His men tell stories of Iraqi children covering their ears when American vehicles rumble by because they know a roadside bomb is likely to explode.
Here — off the public radar screen — violence has spun viciously out of control in recent months, while all eyes were on Baghdad.
“Diyala is a little Iraq. We’ve got it all — tribal wars, sectarian wars and al-Qaida,” Sutherland said recently at his office on a U.S. base in Baqubah.
The colonel, who underwent heart bypass surgery four years ago, asked to be sent to Iraq and was dispatched to Diyala in October.
He holds a master’s degree from the School for Advanced Military Studies at Fort Leavenworth, Kan., where he was teaching when the Iraq war began. But he plays the role of soldier’s soldier — consciously not the academic sort — when his officers gather at the weekly bonfire.
Four of his soldiers died on one day last month and the bad news arrived at his office in waves — a knock on the door, a note handed in by an aide, heads bowed, knowing glances exchanged.

→ **TASKS TO CARRY OUT**
1. Write out the Diyala passage from "Four of his" to "knowing glances exchanged.", word for word.
2. Extend the Diyala passage with new text that picks up after its final sentence.
The records are separate material and have no connection to the Diyala passage.

→ **DATA FOR ANALYSIS**
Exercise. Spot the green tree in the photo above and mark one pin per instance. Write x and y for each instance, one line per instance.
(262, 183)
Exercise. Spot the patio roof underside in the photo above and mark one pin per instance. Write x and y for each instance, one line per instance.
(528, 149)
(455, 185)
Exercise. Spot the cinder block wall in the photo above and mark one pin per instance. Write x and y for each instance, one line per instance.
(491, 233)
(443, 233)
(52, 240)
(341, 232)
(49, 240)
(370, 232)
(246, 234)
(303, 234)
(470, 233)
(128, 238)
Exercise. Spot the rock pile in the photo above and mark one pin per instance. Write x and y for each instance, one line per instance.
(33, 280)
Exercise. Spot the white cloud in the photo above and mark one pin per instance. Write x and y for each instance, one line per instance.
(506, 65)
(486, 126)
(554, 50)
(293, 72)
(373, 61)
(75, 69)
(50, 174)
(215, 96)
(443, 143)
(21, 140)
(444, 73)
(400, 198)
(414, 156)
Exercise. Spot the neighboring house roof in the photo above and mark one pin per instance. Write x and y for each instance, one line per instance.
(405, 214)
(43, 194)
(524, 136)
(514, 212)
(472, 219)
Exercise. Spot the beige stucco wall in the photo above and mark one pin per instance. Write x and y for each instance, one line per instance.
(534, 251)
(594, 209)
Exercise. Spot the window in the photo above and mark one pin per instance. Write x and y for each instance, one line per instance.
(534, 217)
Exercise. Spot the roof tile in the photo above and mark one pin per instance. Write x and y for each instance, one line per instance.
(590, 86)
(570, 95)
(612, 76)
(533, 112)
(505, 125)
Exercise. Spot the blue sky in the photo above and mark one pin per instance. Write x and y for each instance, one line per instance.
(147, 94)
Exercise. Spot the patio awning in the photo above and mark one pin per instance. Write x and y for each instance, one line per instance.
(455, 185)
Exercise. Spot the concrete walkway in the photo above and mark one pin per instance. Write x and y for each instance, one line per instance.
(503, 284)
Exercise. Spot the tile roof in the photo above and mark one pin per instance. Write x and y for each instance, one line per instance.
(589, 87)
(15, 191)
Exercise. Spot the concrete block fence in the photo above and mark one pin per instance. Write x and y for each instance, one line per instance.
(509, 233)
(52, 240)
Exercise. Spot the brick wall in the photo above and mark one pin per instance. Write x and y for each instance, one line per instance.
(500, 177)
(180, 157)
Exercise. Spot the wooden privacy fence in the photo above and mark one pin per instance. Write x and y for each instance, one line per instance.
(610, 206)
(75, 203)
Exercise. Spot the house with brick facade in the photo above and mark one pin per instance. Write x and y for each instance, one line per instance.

→ **ACTIVITY ANSWERS**
1.
Four of his soldiers died on one day last month and the bad news arrived at his office in waves — a knock on the door, a note handed in by an aide, heads bowed, knowing glances exchanged.

2.
Aides say Sutherland walks to the mortuary affairs tent at his base and embraces the dead bodies of his men. “I hug all my fallen soldiers,” Sutherland said.
The body of one soldier, a roadside bomb victim, needed DNA testing to be identified. Sutherland lifted the bagged remains and kissed them.
“They are my own,” he said.
Sutherland has not always been as open about the province and its capital, the problems it faces with violent insurgents. Two months ago he was painting a far rosier picture than the evidence would support.
For example, on the same day insurgents blew up the Baqubah mayor’s office and kidnapped him, Sutherland was extolling progress he said was being made with regard to public services. He did not mention the attack on the mayor’s office and had over the past weeks denied credible reports from citizens about the terrible security situation.
Success or failure in Sutherland’s violent patch of Iraq could prove emblematic for the country as a whole.
“I didn’t come here thinking it’d be easy. No one told me, ‘You’re gonna get 9 hours of sleep a night and you’re not gonna lose soldiers,’” the Toledo, Ohio, native said. “But I believe this is the place for me.”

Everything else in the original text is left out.